EXTRACT PROVIDED:
To be honest, I don't think there's much worth doing right now. I
think more self-contained is better for Beam SQL, generally. Two
things I have on my mind are (1) SQL as an inline transform in
every SDK and (2) supporting pure SQL like the CLI and JDBC
driver, where the underlying language is an implementation detail.
Big picture / long term, I would envision pure SQL, embedded SQL
transform, and a DataFrame-like API in ~each SDK all desugaring
to relational algebra nodes, sharing an optimizer, sharing some
amount of mapping the physical plan to Beam transforms. The
necessarily SDK-specific parts are the embedded transform API and
UDFs in the host language. The rest should remain an
implementation detail that we can change.
- For example, it is easy to imagine a customized columnar
element/bundle encoding and SDK harness that only works for SQL
to remove overhead of being general purpose. It could be written
in C/C++/Go if we wanted to squeeze it for perf. Such things are
made harder by having an elaborate end-user API between SQL and
the core Beam model.
- Conversely, for whatever is chosen to underlie SQL's
execution, stability is paramount. Ideally the simplest and least
likely to change transforms would be the foundation. And I
wouldn't want to have to design a user-friendly API for Euphoria
or the join library just to enable a different join algorithm in SQL.
So my take is keep SQL flexible, implement SQL on low-level and
stable APIs, use join library, Euphoria, etc, if it looks like a
big win, but don't build any policy here or do big refactors
right now.

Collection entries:
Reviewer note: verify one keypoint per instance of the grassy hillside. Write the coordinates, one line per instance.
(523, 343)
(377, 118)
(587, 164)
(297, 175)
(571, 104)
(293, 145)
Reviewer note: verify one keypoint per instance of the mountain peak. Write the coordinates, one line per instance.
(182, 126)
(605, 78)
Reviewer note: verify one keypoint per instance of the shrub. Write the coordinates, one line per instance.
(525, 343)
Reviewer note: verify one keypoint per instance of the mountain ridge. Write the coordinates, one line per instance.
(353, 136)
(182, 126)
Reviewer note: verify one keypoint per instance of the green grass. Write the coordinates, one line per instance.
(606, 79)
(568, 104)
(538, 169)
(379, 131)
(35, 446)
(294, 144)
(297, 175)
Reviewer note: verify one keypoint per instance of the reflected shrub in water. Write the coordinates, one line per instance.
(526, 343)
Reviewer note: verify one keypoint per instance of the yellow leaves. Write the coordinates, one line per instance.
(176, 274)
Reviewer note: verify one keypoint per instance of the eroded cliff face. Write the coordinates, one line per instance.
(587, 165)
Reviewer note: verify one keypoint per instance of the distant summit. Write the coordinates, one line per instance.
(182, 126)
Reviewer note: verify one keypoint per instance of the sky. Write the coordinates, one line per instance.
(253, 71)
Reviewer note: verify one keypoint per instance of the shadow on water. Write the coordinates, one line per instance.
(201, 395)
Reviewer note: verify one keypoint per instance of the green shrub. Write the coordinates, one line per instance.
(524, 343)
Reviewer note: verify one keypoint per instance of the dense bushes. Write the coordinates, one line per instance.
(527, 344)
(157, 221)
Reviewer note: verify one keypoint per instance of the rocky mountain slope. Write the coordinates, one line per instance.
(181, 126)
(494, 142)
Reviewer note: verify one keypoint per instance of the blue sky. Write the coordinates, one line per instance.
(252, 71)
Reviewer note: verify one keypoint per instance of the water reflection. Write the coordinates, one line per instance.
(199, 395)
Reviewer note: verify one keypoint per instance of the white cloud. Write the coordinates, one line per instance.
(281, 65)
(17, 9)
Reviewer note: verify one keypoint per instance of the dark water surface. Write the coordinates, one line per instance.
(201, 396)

INSTRUCTIONS:
(a) Arrange the records, starting at the line that contains "Reviewer note: verify one keypoint per instance of the water" and ending at the final line of the records, as a JSON list of strings, one string per line, with blank lines omitted.
(b) Pick up the text on the direction of Beam SQL after its final sentence and continue it.

FINAL RESULTS:
(a)
[
  "Reviewer note: verify one keypoint per instance of the water reflection. Write the coordinates, one line per instance.",
  "(199, 395)",
  "Reviewer note: verify one keypoint per instance of the white cloud. Write the coordinates, one line per instance.",
  "(281, 65)",
  "(17, 9)",
  "Reviewer note: verify one keypoint per instance of the dark water surface. Write the coordinates, one line per instance.",
  "(201, 396)"
]

(b)
Kenn
On Mon, Dec 3, 2018 at 9:31 AM Jan Lukavský <je...@seznam.cz
<mailto:je...@seznam.cz>> wrote:
Hi Robert,
currently there is no actual proposal, I was just trying to
gather
feedback from the community. But my original thoughts would
be [1]. I
actually don't see much need for restructuring the code by
nesting
directories. If the community sees that it would make sense
to structure
the dependencies, the second step would probably be to figure
out how to
accomplish this. I don't have any exact solution in mind so
far, it
would be probably needed to first identify features that are
needed by
SQL and not supported by Euphoria currently. Then we can
actually
identify costs and see it this still makes sense.
Jan
On 12/3/18 6:17 PM, Robert Bradshaw wrote:
> Taking a step back, what exactly is the proposal. Looking
at the
> original message, I see
>
> (1) Letting SQL take a dependency on Euphoria, sharing more
code and
> taking advantage of the logical nesting of levels of
abstraction. This
> makes sense to me.
> (2) Nesting the directories (but not the gradle targets or
module
> names?). Here I'm not so sure about the benefit, especially
vs. the
> cost.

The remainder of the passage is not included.